Et si l’on racontait des histoires pour mieux gérer les projets ?
12 / 2000
"Et si l’on racontait des histoires pour mieux gérer les projets ? " Cette proposition est celle de Thierry Boudes, consultant de la société Difer-Conseil, cabinet qui utilise le récit comme instrument de pilotage des projets d’entreprises. Dans un article du Journal de l’Ecole de Paris (du management), intitulé "Du reporting au ’raconting’ dans la gestion de projet", l’auteur décrit cette méthode de management plutôt originale et ses applications dans l’entreprise.
Un projet, des récits
A l’origine, un projet est l’image d’une situation que l’on souhaite atteindre. Une fois conçu, le projet échappe à son ou ses concepteurs. Alors circulent, dans et hors de l’entreprise, des histoires qui tendent à décrire ce projet, d’un point de vue qui dépend étroitement de la situation du ’conteur’. Ses différents niveaux de récit sont :
L’histoire externe c’est à dire la chronique froide des événements, celle que l’on trouve dans les comptes-rendus et les planifications ;
L’histoire publiée, celle qui est racontée à l’extérieur, qui est posée - figée - sur les plaquettes et les documents de communication, celle qui doit convaincre les investisseurs ou les partenaires ;
L’histoire intime du projet, qui intègre tout ce qui se passe, bien ou mal, mais qui ne s’affiche pas sur la place publique ;
L’histoire perçue, celle que les gens extérieurs au projet racontent à son sujet.
Pour qu’un projet existe, il faut que les différents participants s’entendent sur une direction à prendre, qu’ils accordent leurs récits pour que leurs actions convergent vers un même objectif : la réussite du projet.
Comment construire un récit collectif qui donne un sens au projet et implique ses acteurs ?

Données d'annotation de localisation d'objets
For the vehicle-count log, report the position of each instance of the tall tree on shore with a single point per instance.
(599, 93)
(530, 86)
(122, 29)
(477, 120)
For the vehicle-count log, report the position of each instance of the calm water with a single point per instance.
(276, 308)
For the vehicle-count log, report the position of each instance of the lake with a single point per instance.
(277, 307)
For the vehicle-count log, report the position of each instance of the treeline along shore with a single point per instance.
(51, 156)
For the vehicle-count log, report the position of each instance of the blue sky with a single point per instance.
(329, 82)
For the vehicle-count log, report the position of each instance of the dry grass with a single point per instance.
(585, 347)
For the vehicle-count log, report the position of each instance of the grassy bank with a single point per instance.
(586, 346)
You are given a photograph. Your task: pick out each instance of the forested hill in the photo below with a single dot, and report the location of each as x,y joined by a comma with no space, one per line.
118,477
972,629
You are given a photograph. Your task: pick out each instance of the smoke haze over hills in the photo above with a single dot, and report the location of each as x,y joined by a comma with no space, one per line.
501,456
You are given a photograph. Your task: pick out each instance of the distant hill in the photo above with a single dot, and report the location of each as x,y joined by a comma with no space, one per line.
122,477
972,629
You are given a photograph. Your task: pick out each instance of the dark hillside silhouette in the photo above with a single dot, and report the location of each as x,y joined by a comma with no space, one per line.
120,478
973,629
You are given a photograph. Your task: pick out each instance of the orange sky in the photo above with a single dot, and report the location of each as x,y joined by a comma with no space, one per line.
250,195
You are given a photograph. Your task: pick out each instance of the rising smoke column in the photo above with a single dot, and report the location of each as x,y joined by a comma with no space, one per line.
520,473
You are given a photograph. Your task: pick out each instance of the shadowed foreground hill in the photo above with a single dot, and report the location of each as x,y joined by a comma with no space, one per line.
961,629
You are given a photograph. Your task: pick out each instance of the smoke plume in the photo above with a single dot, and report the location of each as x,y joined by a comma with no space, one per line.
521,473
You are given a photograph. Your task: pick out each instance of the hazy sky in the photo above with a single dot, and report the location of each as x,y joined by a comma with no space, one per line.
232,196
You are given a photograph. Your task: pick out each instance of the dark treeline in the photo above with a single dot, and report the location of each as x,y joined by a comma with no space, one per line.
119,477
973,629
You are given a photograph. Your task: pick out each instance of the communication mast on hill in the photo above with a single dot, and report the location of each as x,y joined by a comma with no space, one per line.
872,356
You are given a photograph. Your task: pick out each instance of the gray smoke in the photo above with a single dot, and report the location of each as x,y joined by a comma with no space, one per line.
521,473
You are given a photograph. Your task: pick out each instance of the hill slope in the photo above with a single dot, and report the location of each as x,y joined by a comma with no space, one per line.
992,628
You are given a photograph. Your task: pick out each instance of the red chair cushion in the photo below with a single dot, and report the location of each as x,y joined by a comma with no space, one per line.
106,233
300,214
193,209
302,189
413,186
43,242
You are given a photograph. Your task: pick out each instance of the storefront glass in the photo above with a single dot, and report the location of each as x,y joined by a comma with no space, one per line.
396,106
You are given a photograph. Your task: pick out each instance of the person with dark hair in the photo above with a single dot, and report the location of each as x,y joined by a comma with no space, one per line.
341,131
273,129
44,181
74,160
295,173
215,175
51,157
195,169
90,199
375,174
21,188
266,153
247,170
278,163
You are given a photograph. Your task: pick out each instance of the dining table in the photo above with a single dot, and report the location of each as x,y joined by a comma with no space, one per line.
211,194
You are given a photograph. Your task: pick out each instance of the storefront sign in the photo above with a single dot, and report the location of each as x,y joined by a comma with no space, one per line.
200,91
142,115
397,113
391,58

◆ **Consigne A**
Dans le texte sur le récit en gestion de projet, quel est le titre de l'article paru dans le Journal de l'Ecole de Paris ?
◆ **Consigne B**
Retapez le passage du texte sur le récit en gestion de projet qui va de « Pour qu’un projet » jusqu'à « ses acteurs ? ».
◆ **Consigne C**
Énumérez tous les niveaux de récit d'un projet que distingue le texte sur le récit en gestion de projet.

◆ **Réponse A**
« Du reporting au ’raconting’ dans la gestion de projet »

◆ **Réponse B**
Pour qu’un projet existe, il faut que les différents participants s’entendent sur une direction à prendre, qu’ils accordent leurs récits pour que leurs actions convergent vers un même objectif : la réussite du projet.
Comment construire un récit collectif qui donne un sens au projet et implique ses acteurs ?

◆ **Réponse C**
- L'histoire externe
- L'histoire publiée
- L'histoire intime du projet
- L'histoire perçue